## Selected text
System shock

>> Could Stefie Shock be the Quebec popster to break through to anglos?

by RUPERT BOTTENBERG

If you're an anglo, there's a good chance you don't know from Stefie Shock, and even Québécois might shrug at the mention of the Montreal native who seemed to pop out of nowhere with his debut CD Presque rien earlier this year.

Fact is, he's been doing his music locally--with a low profile, mind you--for upwards of a decade now. But the track to superstardom began well before that. "When I was six or seven," he says, "I was composing music in my head. I would mime drumming, using chopsticks. I had imaginary drums, an imaginary band and an imaginary audience, playing in the living room before my parents woke up and before Bugs Bunny came on, which I watched religiously."

You can imagine his frustration when, at 13, his high school music teacher said he'd have to settle for the sax rather than the drummer's stool, for which there was of course a lineup. Shock threw a big enough shitfit to scare his dad into writing a letter. "Three months later, I did my first show with the school big band. It was a bad show, but I didn't care. There were 300 people there. I was playing in front of a crowd for the first time. It wasn't imaginary. It was real. I was shaking, sick, before getting on stage. I thought of quitting music, but after I played, there was no way I could."

No, the other Dimitri from Paris

He played drums in assorted hard rock bands until '89, when he had a sudden change of faith. "I was tired of playing in the back, hidden behind the kit. I wanted to be up front with the mic, like Mick Jagger or Iggy Pop. So, from one day to the next, I decided I wanted to sing. I wrote my first complete song for myself in one day. It was a really horrible song, though. I still remember it," he says, shaking his head.

What followed that was a vast stretch of playing, writing and perfecting the Stefie Shock schtick. Knuckles raw from knocking on doors, he persevered nonetheless. It paid off with a signing to Multi-Pass Music. "It took 10 or 12 years, but now I have an album out," he says, and it's a great one, refined, inventive, stylish and a bit decadent.

## Given data
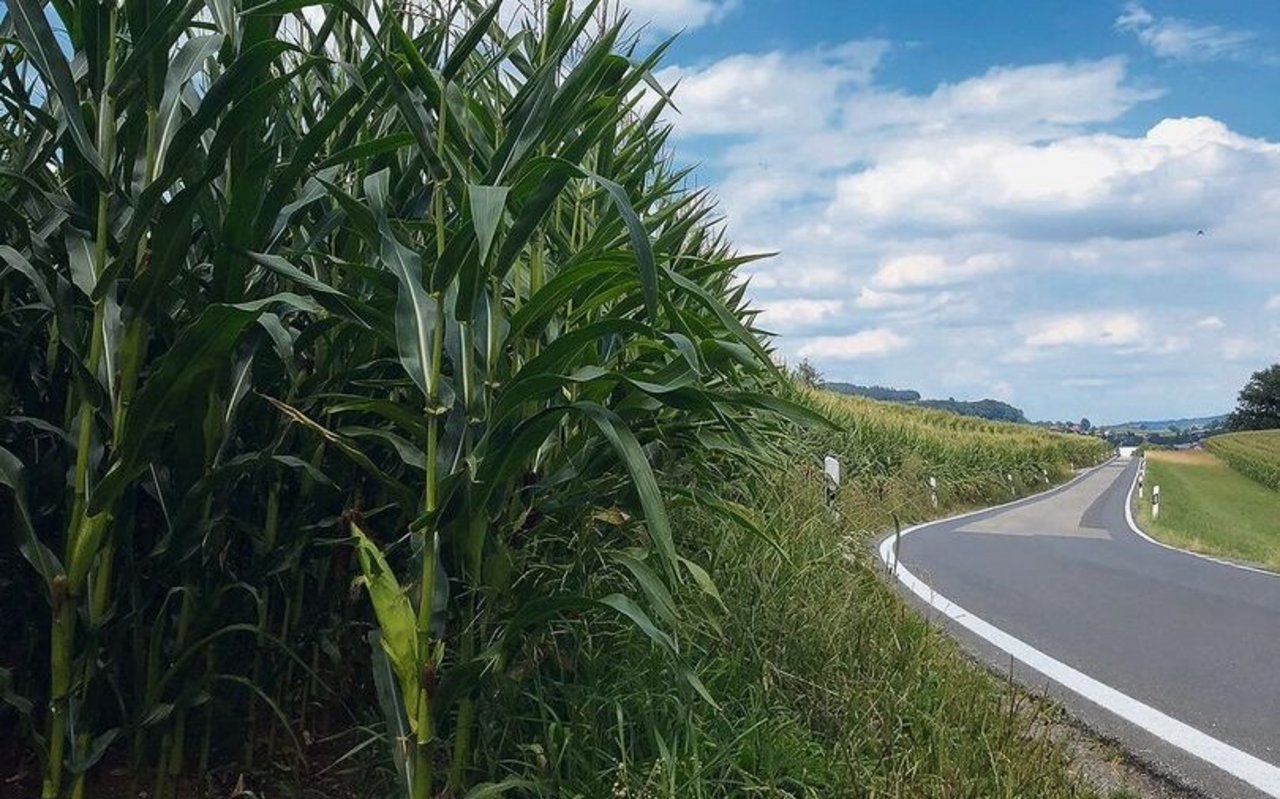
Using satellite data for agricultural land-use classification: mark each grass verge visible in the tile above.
[481,403,1125,799]
[1138,451,1280,571]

## Requests
[A] Do these statements agree with the Stefie Shock article above? For each, answer yes or no and quote the words of the article that decide it. (i) Stefie Shock's debut CD is titled Presque rien. (ii) At 13, his high school music teacher let him play drums. (iii) He was signed to Multi-Pass Music.
[B] Can you echo word for word the passage of the Stefie Shock article between "He played drums" and "shaking his head.", inclusive?

## Results for the exercise
[A]
(i) Yes: "his debut CD Presque rien earlier this year."
(ii) No: "he'd have to settle for the sax rather than the drummer's stool"
(iii) Yes: "It paid off with a signing to Multi-Pass Music."

[B]
He played drums in assorted hard rock bands until '89, when he had a sudden change of faith. "I was tired of playing in the back, hidden behind the kit. I wanted to be up front with the mic, like Mick Jagger or Iggy Pop. So, from one day to the next, I decided I wanted to sing. I wrote my first complete song for myself in one day. It was a really horrible song, though. I still remember it," he says, shaking his head.